> _What you should do_:
Please return the listing exactly, line for line.

==== Records supplied ====

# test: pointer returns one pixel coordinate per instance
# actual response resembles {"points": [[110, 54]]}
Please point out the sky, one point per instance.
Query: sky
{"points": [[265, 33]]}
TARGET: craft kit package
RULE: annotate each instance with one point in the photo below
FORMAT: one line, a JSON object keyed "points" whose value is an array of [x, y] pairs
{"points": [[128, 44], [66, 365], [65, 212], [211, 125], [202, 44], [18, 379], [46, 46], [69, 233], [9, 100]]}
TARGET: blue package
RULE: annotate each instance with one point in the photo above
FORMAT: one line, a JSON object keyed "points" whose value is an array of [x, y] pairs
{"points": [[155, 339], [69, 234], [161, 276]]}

====

> _Output for this task_:
# test: pointer returns one pixel coordinate per instance
# actual response resembles {"points": [[110, 54]]}
Please point out the sky, one point per instance.
Query: sky
{"points": [[265, 33]]}
TARGET: craft kit package
RULE: annotate each instance with one point in the photo below
FORMAT: one line, a JSON object keyed "points" whose value is an array of [x, y] pairs
{"points": [[128, 44], [66, 365], [65, 212], [211, 125], [202, 44], [18, 379], [46, 46], [69, 233], [9, 100]]}
TARGET: blue package
RULE: annotate each instance with one point in the photo above
FORMAT: one line, a JSON object keyed "points" whose value is an array of [x, y] pairs
{"points": [[155, 339], [69, 234], [161, 276]]}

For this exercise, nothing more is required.